Segment Start: Information shown

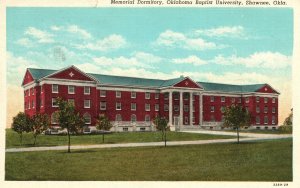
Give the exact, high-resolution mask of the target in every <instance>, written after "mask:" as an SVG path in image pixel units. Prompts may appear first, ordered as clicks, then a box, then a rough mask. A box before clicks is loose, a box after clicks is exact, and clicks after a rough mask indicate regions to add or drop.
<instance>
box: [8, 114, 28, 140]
mask: <svg viewBox="0 0 300 188" xmlns="http://www.w3.org/2000/svg"><path fill="white" fill-rule="evenodd" d="M11 127H12V129H13V130H14V131H15V132H17V133H18V134H19V136H20V145H22V141H23V132H30V117H29V116H28V115H27V114H25V113H24V112H19V113H18V114H17V115H16V116H15V117H14V118H13V122H12V126H11Z"/></svg>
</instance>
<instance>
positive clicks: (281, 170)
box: [5, 139, 293, 182]
mask: <svg viewBox="0 0 300 188" xmlns="http://www.w3.org/2000/svg"><path fill="white" fill-rule="evenodd" d="M5 179H6V180H69V181H71V180H99V181H105V180H124V181H127V180H131V181H135V180H140V181H143V180H145V181H148V180H151V181H155V180H163V181H177V180H182V181H194V180H197V181H272V182H274V181H275V182H277V181H292V180H293V179H292V139H282V140H272V141H264V142H248V143H242V144H234V143H231V144H207V145H187V146H172V147H167V148H164V147H136V148H111V149H88V150H72V153H70V154H69V153H66V151H46V152H44V151H43V152H42V151H40V152H20V153H6V160H5Z"/></svg>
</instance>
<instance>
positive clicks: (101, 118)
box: [96, 114, 112, 143]
mask: <svg viewBox="0 0 300 188" xmlns="http://www.w3.org/2000/svg"><path fill="white" fill-rule="evenodd" d="M110 128H112V124H111V123H110V121H109V119H108V117H107V116H105V115H104V114H100V115H99V117H98V119H97V123H96V129H98V130H102V142H103V143H104V131H109V130H110Z"/></svg>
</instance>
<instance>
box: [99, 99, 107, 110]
mask: <svg viewBox="0 0 300 188" xmlns="http://www.w3.org/2000/svg"><path fill="white" fill-rule="evenodd" d="M100 110H106V102H105V101H101V102H100Z"/></svg>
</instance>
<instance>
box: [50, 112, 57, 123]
mask: <svg viewBox="0 0 300 188" xmlns="http://www.w3.org/2000/svg"><path fill="white" fill-rule="evenodd" d="M51 124H58V113H57V112H53V113H52V114H51Z"/></svg>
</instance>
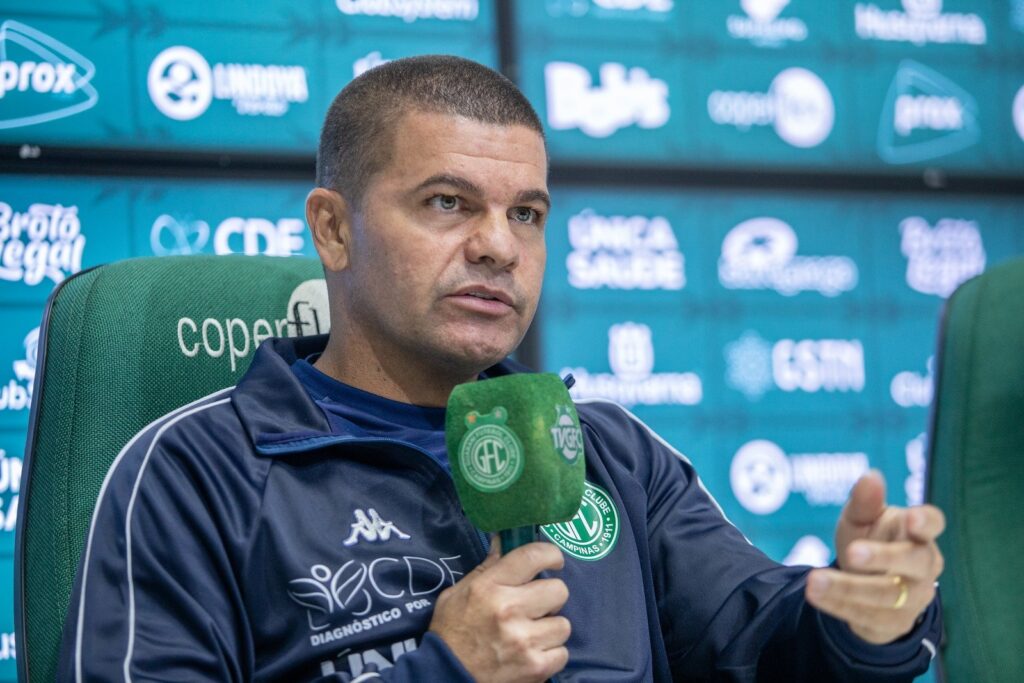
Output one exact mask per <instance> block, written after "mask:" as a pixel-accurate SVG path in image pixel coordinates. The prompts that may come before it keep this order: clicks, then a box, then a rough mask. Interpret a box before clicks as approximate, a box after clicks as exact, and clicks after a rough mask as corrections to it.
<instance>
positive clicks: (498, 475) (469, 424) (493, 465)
mask: <svg viewBox="0 0 1024 683" xmlns="http://www.w3.org/2000/svg"><path fill="white" fill-rule="evenodd" d="M508 418H509V414H508V411H507V410H506V409H504V408H502V407H501V405H499V407H497V408H495V410H494V411H492V412H490V413H488V414H486V415H480V414H479V413H477V412H476V411H472V412H471V413H470V414H469V415H467V416H466V426H467V427H469V431H468V432H466V435H465V436H463V438H462V443H461V444H460V445H459V469H460V470H461V471H462V475H463V476H464V477H465V478H466V481H468V482H469V484H470V485H471V486H473V487H474V488H476V489H477V490H482V492H485V493H496V492H500V490H505V489H506V488H508V487H509V486H511V485H512V484H513V483H515V482H516V480H518V478H519V475H520V474H522V470H523V466H524V464H525V461H524V458H523V455H522V443H520V442H519V437H518V436H516V435H515V432H514V431H512V430H511V429H509V428H508V427H506V426H505V423H506V422H508Z"/></svg>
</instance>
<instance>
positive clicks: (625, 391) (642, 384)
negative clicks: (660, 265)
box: [559, 322, 703, 405]
mask: <svg viewBox="0 0 1024 683" xmlns="http://www.w3.org/2000/svg"><path fill="white" fill-rule="evenodd" d="M608 366H609V367H610V368H611V374H608V373H590V372H589V371H588V370H587V369H586V368H563V369H562V370H561V372H560V373H559V375H561V376H563V377H564V376H565V375H566V374H569V373H571V374H572V376H573V377H574V378H575V384H574V385H573V386H572V389H571V390H570V393H571V394H572V395H573V396H577V397H580V398H607V399H609V400H613V401H615V402H618V403H623V404H624V405H635V404H637V403H641V404H644V405H663V404H669V405H695V404H697V403H699V402H700V400H701V399H702V398H703V387H702V385H701V383H700V377H699V376H697V374H696V373H655V372H654V342H653V337H652V335H651V331H650V328H649V327H647V326H646V325H642V324H639V323H632V322H627V323H620V324H616V325H612V326H611V327H610V328H609V329H608Z"/></svg>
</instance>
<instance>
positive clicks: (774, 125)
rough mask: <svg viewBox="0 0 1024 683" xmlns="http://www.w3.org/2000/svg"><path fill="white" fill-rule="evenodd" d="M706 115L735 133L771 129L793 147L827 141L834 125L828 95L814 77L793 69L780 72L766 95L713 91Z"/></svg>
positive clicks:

Segment End: Information shown

• _Directions for this task_
Please turn the rows from the start through the line with "box: [8, 114, 28, 140]" into a JSON list of strings, one string per line, with blank lines and pictures left out.

• _Answer box_
[
  "Give the exact, high-resolution mask of the target in every <instance>, written after \"mask:\" as an SVG path in image pixel units. Prompts may appear first, ordered as clicks, then a box, then a rough mask. A box before clicks is loose, a box after clicks is exact, and clicks after a rough mask indicate regions to add or drop.",
  "<instance>",
  "box: [8, 114, 28, 140]"
]